◆ STATED PROBLEM ◆
Reproduce the material word for word; the images stay out.

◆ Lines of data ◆
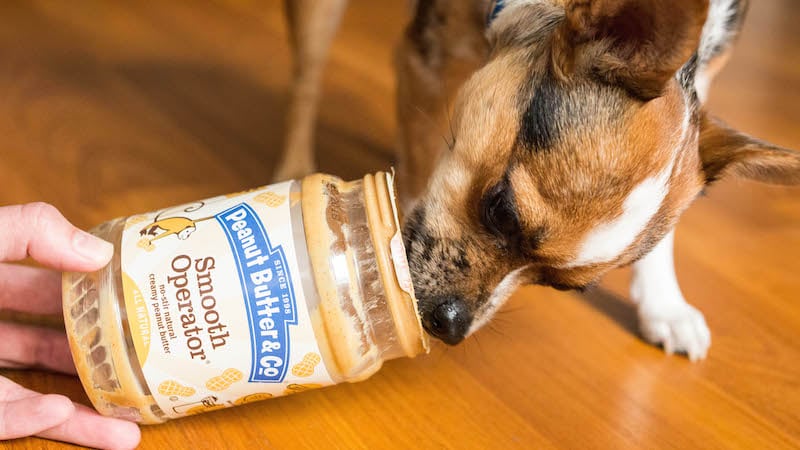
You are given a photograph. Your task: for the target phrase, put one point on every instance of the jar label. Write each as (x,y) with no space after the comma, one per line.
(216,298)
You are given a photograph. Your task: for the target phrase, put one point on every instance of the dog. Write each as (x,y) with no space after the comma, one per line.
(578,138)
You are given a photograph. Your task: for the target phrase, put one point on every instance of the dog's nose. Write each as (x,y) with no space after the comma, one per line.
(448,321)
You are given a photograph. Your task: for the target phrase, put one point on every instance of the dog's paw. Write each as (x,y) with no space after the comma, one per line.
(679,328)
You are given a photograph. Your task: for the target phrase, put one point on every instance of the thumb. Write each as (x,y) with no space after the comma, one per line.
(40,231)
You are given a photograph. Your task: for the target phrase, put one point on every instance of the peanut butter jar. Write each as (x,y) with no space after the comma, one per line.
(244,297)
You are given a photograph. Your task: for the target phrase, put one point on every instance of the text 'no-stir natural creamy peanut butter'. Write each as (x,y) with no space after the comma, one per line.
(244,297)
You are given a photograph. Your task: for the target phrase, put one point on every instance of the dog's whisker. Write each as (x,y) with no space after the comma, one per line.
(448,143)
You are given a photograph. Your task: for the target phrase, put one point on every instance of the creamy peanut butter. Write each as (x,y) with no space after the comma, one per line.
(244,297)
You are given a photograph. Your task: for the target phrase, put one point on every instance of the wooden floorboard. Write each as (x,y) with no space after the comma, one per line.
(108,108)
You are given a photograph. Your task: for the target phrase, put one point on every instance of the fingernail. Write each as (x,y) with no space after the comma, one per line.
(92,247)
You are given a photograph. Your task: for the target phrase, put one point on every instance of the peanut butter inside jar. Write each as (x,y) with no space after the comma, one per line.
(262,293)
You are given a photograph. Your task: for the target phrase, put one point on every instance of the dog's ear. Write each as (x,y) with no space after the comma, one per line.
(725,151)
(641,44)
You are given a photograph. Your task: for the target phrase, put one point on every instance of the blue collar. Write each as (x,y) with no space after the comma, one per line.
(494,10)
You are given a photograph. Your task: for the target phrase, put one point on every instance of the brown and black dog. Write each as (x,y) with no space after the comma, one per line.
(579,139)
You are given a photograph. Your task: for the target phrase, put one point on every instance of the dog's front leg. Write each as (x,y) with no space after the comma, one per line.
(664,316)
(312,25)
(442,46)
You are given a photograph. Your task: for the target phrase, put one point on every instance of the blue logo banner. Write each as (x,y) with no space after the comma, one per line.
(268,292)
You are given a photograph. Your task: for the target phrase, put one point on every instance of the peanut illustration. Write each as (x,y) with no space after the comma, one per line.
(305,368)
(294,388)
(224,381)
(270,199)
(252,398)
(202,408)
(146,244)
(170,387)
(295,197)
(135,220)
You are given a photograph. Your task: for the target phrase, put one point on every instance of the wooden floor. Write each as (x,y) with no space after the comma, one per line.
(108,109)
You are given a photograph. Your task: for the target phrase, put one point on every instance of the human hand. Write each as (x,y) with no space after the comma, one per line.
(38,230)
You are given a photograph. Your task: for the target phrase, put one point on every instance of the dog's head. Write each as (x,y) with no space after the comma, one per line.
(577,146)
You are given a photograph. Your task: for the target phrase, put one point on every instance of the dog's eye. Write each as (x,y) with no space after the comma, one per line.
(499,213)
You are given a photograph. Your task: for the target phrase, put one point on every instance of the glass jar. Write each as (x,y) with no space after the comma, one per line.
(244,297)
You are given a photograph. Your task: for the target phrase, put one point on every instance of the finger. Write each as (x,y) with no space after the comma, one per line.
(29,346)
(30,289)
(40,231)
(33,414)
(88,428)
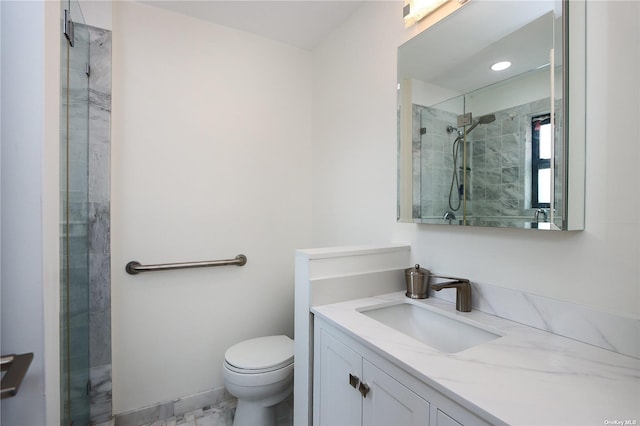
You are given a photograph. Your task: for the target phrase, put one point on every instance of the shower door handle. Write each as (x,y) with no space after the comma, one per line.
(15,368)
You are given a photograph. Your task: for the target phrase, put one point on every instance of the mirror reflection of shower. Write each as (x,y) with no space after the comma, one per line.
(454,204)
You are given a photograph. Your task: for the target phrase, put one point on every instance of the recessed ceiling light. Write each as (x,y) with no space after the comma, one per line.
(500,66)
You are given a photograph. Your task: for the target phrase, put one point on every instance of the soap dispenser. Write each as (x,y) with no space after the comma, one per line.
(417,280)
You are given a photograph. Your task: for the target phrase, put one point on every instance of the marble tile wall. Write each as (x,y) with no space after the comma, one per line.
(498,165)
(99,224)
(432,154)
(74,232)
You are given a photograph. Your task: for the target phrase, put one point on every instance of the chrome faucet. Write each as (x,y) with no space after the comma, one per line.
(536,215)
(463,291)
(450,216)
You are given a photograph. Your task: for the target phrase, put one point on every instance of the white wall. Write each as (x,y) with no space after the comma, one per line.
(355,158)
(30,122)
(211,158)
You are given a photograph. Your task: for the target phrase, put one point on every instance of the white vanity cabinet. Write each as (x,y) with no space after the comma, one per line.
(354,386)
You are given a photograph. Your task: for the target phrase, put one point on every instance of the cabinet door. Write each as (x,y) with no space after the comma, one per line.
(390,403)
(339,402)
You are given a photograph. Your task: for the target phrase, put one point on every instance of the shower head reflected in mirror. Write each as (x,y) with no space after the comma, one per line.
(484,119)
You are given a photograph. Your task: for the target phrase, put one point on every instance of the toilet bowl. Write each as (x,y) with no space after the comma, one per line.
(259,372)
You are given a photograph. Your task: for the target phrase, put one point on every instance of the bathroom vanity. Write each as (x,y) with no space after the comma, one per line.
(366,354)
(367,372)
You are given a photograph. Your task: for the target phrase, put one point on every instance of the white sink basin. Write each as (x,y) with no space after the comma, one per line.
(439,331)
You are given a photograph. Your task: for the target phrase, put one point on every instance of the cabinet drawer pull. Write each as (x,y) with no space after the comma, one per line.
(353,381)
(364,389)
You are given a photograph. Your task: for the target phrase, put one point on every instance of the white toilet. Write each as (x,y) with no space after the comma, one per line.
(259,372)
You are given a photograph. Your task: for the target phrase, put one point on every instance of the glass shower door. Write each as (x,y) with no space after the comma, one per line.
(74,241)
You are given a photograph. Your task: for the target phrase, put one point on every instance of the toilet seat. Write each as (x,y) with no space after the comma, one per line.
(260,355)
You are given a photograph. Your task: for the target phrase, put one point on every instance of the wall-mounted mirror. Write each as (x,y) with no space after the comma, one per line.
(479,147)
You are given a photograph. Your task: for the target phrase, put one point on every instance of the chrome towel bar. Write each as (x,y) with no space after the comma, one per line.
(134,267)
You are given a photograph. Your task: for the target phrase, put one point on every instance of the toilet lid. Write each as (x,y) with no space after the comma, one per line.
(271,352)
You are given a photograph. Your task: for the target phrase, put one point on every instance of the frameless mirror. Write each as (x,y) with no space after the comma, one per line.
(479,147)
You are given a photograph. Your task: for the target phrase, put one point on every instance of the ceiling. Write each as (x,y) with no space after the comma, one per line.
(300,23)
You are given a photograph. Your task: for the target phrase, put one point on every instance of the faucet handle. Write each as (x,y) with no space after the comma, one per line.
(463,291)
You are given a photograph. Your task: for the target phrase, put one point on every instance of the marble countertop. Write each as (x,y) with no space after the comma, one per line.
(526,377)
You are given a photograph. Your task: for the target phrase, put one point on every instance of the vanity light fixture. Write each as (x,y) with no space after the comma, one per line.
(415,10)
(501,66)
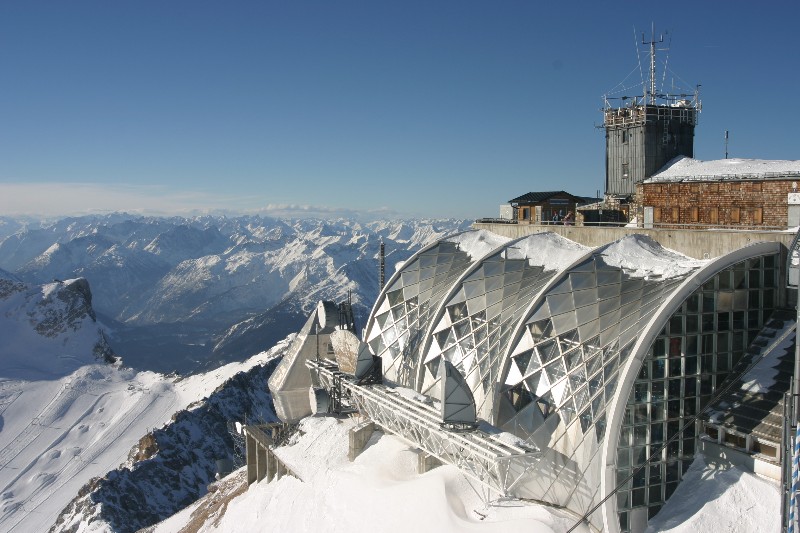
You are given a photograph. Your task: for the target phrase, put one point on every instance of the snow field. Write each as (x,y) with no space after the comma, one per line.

◆ TASK RESULT ◆
You are given a photograph. Your task: for the target phrase, put one point on every instance of the jar label. Write each as (x,y) with no space after the comma, one per line.
(216,298)
You are given a photograph. Your task: for the target phrase, put one point on every instance of the dog. Write each as (x,y) with no space after the comma, one per line.
(578,138)
You are given a photograph. Your task: for the target phrase, put one point on every instance of the dog's nose. Write each as (x,y) with no space after the comma, one per line.
(448,321)
You are given a photograph. Your task: for the target phrase, put one point on every instance of the dog's paw. Write each as (x,y) with no space after the comma, one per line.
(679,328)
You are given a photograph. Your task: for the target phrase, put one point on every instance of the thumb. Write each as (x,y) with no space after the comma, one per line.
(40,231)
You are given a photograph. Your task: for the target phrase, put one point on every instance of the peanut butter jar. Write each as (x,y) with no space after the comma, one per line.
(244,297)
You are given a photograph. Your task: for the target phrase, put one point on every instance of the text 'no-stir natural creamy peanut butter'. Write each as (x,y) with no space after the comma, one per line.
(244,297)
You are given a photograph. Your task: for the target phrase, put one point on every instance of the dog's whisker. Write each as (x,y) with no space after the comma, one per line.
(448,143)
You are given a photograph. Your task: for the target phrase, put one point on every instance of the creamy peanut butter. Write each as (x,y) with no space after the comma, one per line.
(244,297)
You are given a photograph. Your task: for the target phrase, put one point on every instance of the wooden floorboard. Write each as (x,y) with no space after the comma, one per line.
(108,108)
You are given a photograph. Your task: for the target phrase, put one point on every instance of the fingernail. Write each as (x,y) with no space after the comma, one per line.
(92,247)
You are given a photograph. Your task: for the target phrase, put one point on every instance of the peanut butter inside jar. Write each as (x,y) with no space after the comma, one per line.
(262,293)
You are given a photograph. Your task: for the target phrase, put one point on every instance of the dog's ear. Write each as (x,y) with no space after the comma, one per line.
(725,151)
(641,44)
You are given a photograph. Your task: for the target phrase, put one point on every instance of the blue collar. Write each as (x,y) with no space after the comma, one per line.
(494,10)
You are given a photograph. Your task: for the target phrase, put one point on every instance of the brown and black dog. Write each as (x,y) with no space after the comma, one per line.
(579,139)
You are given a photograph. Your task: for the target phrase, put one point on every instance of the dog's front leg. Write each as (x,y) with no space after the comma, one per line.
(664,316)
(312,25)
(442,46)
You are given a photograph. Your task: for the target phrase, put one point on every instance of the blue logo banner. Write each as (x,y) with no space after the comma, one per line.
(268,292)
You are given a photograph. Your task: for the target phrase, put one point on every instance of the peanut illustration. Write each as (x,y) with no space after the comma, one per line.
(305,368)
(294,388)
(224,381)
(270,199)
(252,398)
(202,408)
(146,244)
(170,387)
(295,197)
(135,220)
You are given a photograph. Your task: for the target phrase, put one point on every instance of the wooden floor. Write each as (x,y) with no space after the comma, one per line.
(108,109)
You are given a photograph. Your task: for the target phrase, put one point on every instance of the human hand. Write each as (x,y) with no space after the comma, one per line.
(38,230)
You are given a photograph. Your task: for the target phrase, put one point on every instance of the dog's head. Write each as (x,y) with no space after the comma, one per line.
(577,146)
You are given a photograph. Your task: for the target phrase, put one point on every instance of the dog's eye. Write each as (x,y) with no space after the comma, one per line.
(499,213)
You are given a photograph. Your task: for the target phrase, put one point on every instance of the glass jar. Write each as (x,y) with no space after the comma, one per line.
(244,297)
You are given a photograph. Your task: for the target phrase, put one point on every instance of the finger. Write each as (x,y) with no space after the comma, one per line.
(29,346)
(30,289)
(40,231)
(33,414)
(88,428)
You are given a photograph. Your task: for the target phrase, put one point on every instance of the shower door handle. Write each as (x,y) with no space after the comma, one per line.
(15,368)
You are given a photograph. Your task: for the target phrase, put one point on every instance of the mirror reflection of shower. Write each as (x,y) with no space after the comma, one per line.
(454,204)
You are given a photograph. Your task: for the target phrase, put one point on every instance of the recessed ceiling light. Write each as (x,y) with no space after the comma, one per line.
(500,66)
You are given a photograph. Your task: for the target phrase, put one point on every instance of the soap dispenser. Write each as (x,y) with no space after the comma, one per line.
(417,280)
You are given a photograph. Your task: for the target phrase, put one point on every instance of the marble tile wall. Write each as (x,y) with no space after the comma, one per line.
(498,165)
(99,224)
(432,154)
(74,232)
You are given a photograph. Your task: for the target phrase, put one point on every instance of the chrome faucet. Write each as (x,y) with no space after the comma, one per line.
(536,215)
(463,291)
(450,216)
You are given a photograph. Your task: for the target phrase, put one point on every instance of the white wall. Write each as (x,y) with no space after the comma, one per line.
(355,158)
(30,122)
(211,158)
You are given a photograph. Your task: for the target phrase, put one point on every instance of the white vanity cabinet. Write each as (x,y) with no space after the comma, one per line.
(354,386)
You are given a photograph. Your task: for the target phrase, put one point on every instance of the cabinet door. Write each as (x,y) with no space after the comma, one per line.
(390,403)
(339,402)
You are given a photograph. Your task: for the target phrase, put one point on every instance of the shower head reflected in mirror. Write each as (x,y) with no space after the comma, one per line.
(484,119)
You are given a photograph. Your task: for the target phrase, put one point on every instance of the toilet bowl. Write each as (x,y) with no space after the comma, one per line.
(259,372)
You are given a photograph. Your task: for the target phrase, put one point on every instance of the bathroom vanity. Write each as (x,y) with no space after the comma, one per line.
(366,354)
(367,372)
You are given a photograph. Your task: for the target phrase, put one point on every instance of the white sink basin. Write each as (x,y) with no space after the comma, one per line.
(439,331)
You are given a photograph. Your task: for the target phrase, put one point on every instance of the cabinet drawer pull. Write each as (x,y) with no space after the comma, one per line.
(353,381)
(364,389)
You are given a photograph. Your task: for the target phrase, put one point on every instance of the white toilet. Write each as (x,y) with no space after the comma, one per line.
(259,372)
You are given a photograph. Your task: for the target phrase, put one point on every instance of the glass shower door. Write each as (x,y) with no space after the comma, one per line.
(74,241)
You are given a photograph. Your task: for the target phrase, put one point on every instance of the toilet seat. Write each as (x,y) with no space after the comma, one per line.
(260,355)
You are given a photograph. Your task: for the target phrase, put one point on every instance of the wall-mounted mirror. Write each as (x,y) with no space after the comma, one per line.
(479,147)
You are given a photograph. Your task: for the target phrase, put one point on every instance of the chrome towel bar. Write each as (x,y) with no space after the comma, one per line.
(134,267)
You are given a photograph. Your task: for the target phrase, put one point on every instance of the toilet lid. Write each as (x,y) with no space after the comma, one per line.
(271,352)
You are given a photograph. Your task: for the target phrase, put one point on every instance of the frameless mirror. Write each as (x,y) with no space after the comma, one per line.
(479,147)
You are given a photograph. Your task: for the target phrase, put one point on every instance of the ceiling. Write each as (x,y) with no space after the comma, one per line.
(300,23)
You are given a photograph. Your task: for the target phrase, put one point on every instance of the faucet handle. Write each as (x,y) with no space after the comma, one per line.
(463,291)
You are given a photograph. Your task: for the target phrase, put one point on every instance of the marble countertop. Write each as (x,y) with no space after the comma, one per line.
(526,377)
You are given a photograph. Your task: for the target phrase, put one point on every instance of the vanity light fixture. Write each as (x,y) with no space after the comma, one per line.
(415,10)
(501,66)
You are given a photograph. Your task: for the target phrase, put one point on every instance of the snow field. Write each as (x,y) with no space after the comma, one per line.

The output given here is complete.